EXERCISE TASK
Print all records exactly, leaving nothing out.

Records from a data collection:
>> begin

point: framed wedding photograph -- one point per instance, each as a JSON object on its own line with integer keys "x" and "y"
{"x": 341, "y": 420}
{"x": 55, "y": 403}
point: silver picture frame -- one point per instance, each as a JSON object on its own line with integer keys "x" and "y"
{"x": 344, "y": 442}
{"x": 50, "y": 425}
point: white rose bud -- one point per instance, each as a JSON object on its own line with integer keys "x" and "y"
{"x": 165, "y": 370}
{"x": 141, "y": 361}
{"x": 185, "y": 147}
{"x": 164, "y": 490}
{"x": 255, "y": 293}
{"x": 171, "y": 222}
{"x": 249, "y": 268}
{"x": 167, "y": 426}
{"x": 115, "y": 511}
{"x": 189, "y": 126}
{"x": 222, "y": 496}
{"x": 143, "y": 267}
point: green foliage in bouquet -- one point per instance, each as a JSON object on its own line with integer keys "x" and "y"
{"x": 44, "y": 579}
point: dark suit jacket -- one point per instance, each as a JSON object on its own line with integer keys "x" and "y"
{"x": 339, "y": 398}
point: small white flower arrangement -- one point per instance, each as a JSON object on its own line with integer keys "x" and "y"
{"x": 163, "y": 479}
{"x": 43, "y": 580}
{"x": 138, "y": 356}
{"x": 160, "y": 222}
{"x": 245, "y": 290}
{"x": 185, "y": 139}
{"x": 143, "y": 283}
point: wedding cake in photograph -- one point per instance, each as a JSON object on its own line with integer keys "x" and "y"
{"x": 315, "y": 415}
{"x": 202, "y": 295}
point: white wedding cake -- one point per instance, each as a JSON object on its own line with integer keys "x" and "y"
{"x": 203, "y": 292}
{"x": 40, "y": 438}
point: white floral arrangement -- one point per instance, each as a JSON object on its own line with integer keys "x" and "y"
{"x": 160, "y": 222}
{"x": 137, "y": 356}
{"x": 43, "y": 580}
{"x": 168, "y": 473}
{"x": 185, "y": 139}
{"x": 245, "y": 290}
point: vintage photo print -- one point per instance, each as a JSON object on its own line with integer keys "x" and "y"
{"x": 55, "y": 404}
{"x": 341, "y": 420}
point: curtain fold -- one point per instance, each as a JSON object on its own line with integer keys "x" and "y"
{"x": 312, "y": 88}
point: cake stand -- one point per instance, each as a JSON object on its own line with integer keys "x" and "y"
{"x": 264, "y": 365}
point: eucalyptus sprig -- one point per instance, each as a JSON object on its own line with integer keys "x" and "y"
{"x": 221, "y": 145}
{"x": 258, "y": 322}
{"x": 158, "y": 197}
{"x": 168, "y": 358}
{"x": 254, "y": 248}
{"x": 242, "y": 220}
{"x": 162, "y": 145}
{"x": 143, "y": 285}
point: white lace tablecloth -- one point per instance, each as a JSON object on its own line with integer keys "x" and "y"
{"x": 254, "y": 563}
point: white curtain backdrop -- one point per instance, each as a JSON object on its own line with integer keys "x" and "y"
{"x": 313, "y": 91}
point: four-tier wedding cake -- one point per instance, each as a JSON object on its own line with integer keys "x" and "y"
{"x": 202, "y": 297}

>> end

SOLUTION TO THIS PROBLEM
point: framed wedding photograph -- one point per instance, each as a JSON object on its own line with integer keys "x" and "y"
{"x": 341, "y": 420}
{"x": 55, "y": 403}
point: silver picture frame -- one point per instance, each as a JSON object on its own line with integer keys "x" and "y"
{"x": 344, "y": 442}
{"x": 50, "y": 425}
point: white rose bud -- one point per instance, each as a JSON object on its own line with integer keys "x" and "y"
{"x": 165, "y": 370}
{"x": 141, "y": 361}
{"x": 185, "y": 147}
{"x": 164, "y": 490}
{"x": 255, "y": 293}
{"x": 171, "y": 222}
{"x": 249, "y": 268}
{"x": 167, "y": 426}
{"x": 115, "y": 511}
{"x": 189, "y": 126}
{"x": 222, "y": 496}
{"x": 143, "y": 267}
point: green foliage in bouquet -- one point per instance, each as a JSON object on its own line with integer keys "x" and "y"
{"x": 44, "y": 579}
point: dark suit jacket -- one point per instance, each as a JSON object on its own line with integer keys "x" and "y"
{"x": 339, "y": 398}
point: small white flower arrangement -- one point per instance, each as a JSON object on its own line with integer keys "x" and "y"
{"x": 163, "y": 479}
{"x": 43, "y": 580}
{"x": 138, "y": 356}
{"x": 160, "y": 222}
{"x": 245, "y": 290}
{"x": 185, "y": 139}
{"x": 143, "y": 283}
point: wedding cake in photograph -- one point per instance, each as a JSON object on its own line with integer keys "x" and "y"
{"x": 315, "y": 415}
{"x": 202, "y": 295}
point: white wedding cake -- one point per instance, each as a JSON object on its own line with integer keys "x" and "y"
{"x": 203, "y": 292}
{"x": 40, "y": 438}
point: white floral arrangement -- one point per instance, each as a JSON object on its own line with integer keys "x" and "y"
{"x": 160, "y": 222}
{"x": 137, "y": 356}
{"x": 43, "y": 580}
{"x": 168, "y": 473}
{"x": 185, "y": 139}
{"x": 245, "y": 290}
point: vintage photo print -- one point per instance, each as a JSON object on its own line with integer keys "x" and "y"
{"x": 55, "y": 404}
{"x": 341, "y": 420}
point: curtain fold -- one point per instance, each as a JSON object on its own line with integer keys "x" and "y"
{"x": 312, "y": 88}
point: cake stand -- one point per instance, each as a JSON object on its own line with integer keys "x" and "y"
{"x": 264, "y": 365}
point: eucalyptus sprig -- one point per instance, each as a JSON object on its own line with integer keys "x" and "y"
{"x": 221, "y": 145}
{"x": 258, "y": 322}
{"x": 158, "y": 197}
{"x": 168, "y": 358}
{"x": 254, "y": 248}
{"x": 242, "y": 220}
{"x": 162, "y": 145}
{"x": 143, "y": 285}
point: white lace tablecloth -- one point per instance, each as a JSON object on its own line with integer keys "x" and "y"
{"x": 254, "y": 563}
point: white curtain backdrop -- one point per instance, each as a JSON object on its own line with integer keys "x" and "y"
{"x": 313, "y": 91}
point: four-tier wedding cake -- one point per instance, each as a JSON object on its own line with integer keys "x" and "y"
{"x": 202, "y": 297}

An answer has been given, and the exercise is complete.